*Teks Bacaan*
==*==
Selasa, 30 April 2024
Perguruan Tinggi

Gubes FK UNDIP Bicara Malnutrisi pada Orasi Purna Adi Cendekia

Gubes FK UNDIP Bicara Malnutrisi pada Orasi Purna Adi Cendekia

Salah satu Guru Besar Universitas Diponegoro (UNDIP) telah memasuki masa purna tugas. Adalah Prof. Dr. dr. Hertanto Wahyu Subagio, M.S., Sp.GK(K)., Guru Besar dari Fakultas Kedokteran dengan kepakaran Ilmu Gizi ini telah banyak menghasilkan gagasan dan penelitian untuk kemajuan UNDIP.

Menandai masa purna tugasnya, Prof. Dr. dr. Hertanto Wahyu Subagio, M.S., Sp.GK(K). berkesempatan menyampaikan pidato ilmiah yang berjudul “Malnutrisi Rumah Sakit, di Masa Lalu, Sekarang dan Masa Depan” pada Sidang Terbuka Purna Adi Cendekia, Kamis (04/04) di Gedung Prof. Soedarto, S.H., Kampus UNDIP Tembalang.
==*==
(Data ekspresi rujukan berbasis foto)
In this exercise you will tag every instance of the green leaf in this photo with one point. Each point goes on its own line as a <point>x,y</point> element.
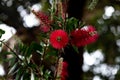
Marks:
<point>1,32</point>
<point>13,68</point>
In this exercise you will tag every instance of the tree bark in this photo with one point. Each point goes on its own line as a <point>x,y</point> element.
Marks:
<point>74,59</point>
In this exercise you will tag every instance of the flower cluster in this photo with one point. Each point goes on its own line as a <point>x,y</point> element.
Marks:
<point>61,31</point>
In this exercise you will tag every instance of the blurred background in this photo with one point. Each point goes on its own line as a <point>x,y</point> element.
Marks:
<point>101,59</point>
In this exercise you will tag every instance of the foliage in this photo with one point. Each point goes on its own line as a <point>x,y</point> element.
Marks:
<point>57,31</point>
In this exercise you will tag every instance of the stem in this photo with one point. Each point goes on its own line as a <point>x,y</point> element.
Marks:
<point>11,50</point>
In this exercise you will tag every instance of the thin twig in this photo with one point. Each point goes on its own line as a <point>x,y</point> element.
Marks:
<point>11,50</point>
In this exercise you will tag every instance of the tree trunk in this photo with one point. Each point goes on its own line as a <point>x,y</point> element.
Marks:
<point>74,59</point>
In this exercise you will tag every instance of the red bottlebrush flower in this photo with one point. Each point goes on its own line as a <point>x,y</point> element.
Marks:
<point>64,73</point>
<point>45,28</point>
<point>58,39</point>
<point>84,36</point>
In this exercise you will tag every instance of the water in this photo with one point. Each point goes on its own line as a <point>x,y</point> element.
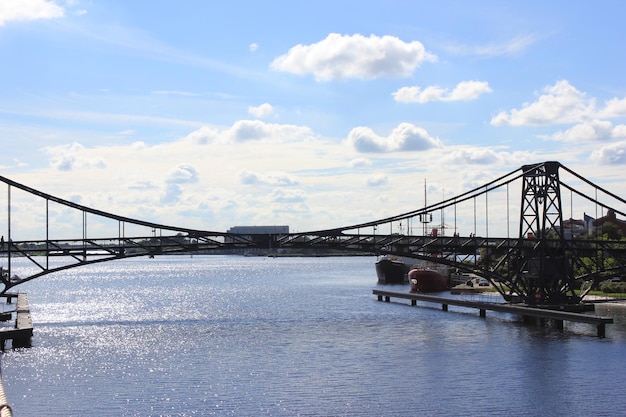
==*==
*Butir Tugas*
Tentukan apakah setiap pernyataan berikut sesuai dengan berita tentang orasi purna tugas di atas, lalu jawab ya atau tidak disertai kutipan persis dari teks yang menjadi penentunya.
1. Prof. Hertanto Wahyu Subagio merupakan Guru Besar Fakultas Kedokteran yang berkepakaran Ilmu Gizi.
2. Pidato ilmiah tersebut disampaikan di Kampus UNDIP Tembalang.
3. Sidang Terbuka Purna Adi Cendekia berlangsung pada hari Selasa.

*Jawaban Latihan*
1. Ya: "Guru Besar dari Fakultas Kedokteran dengan kepakaran Ilmu Gizi"
2. Ya: "di Gedung Prof. Soedarto, S.H., Kampus UNDIP Tembalang"
3. Tidak: "Kamis (04/04)"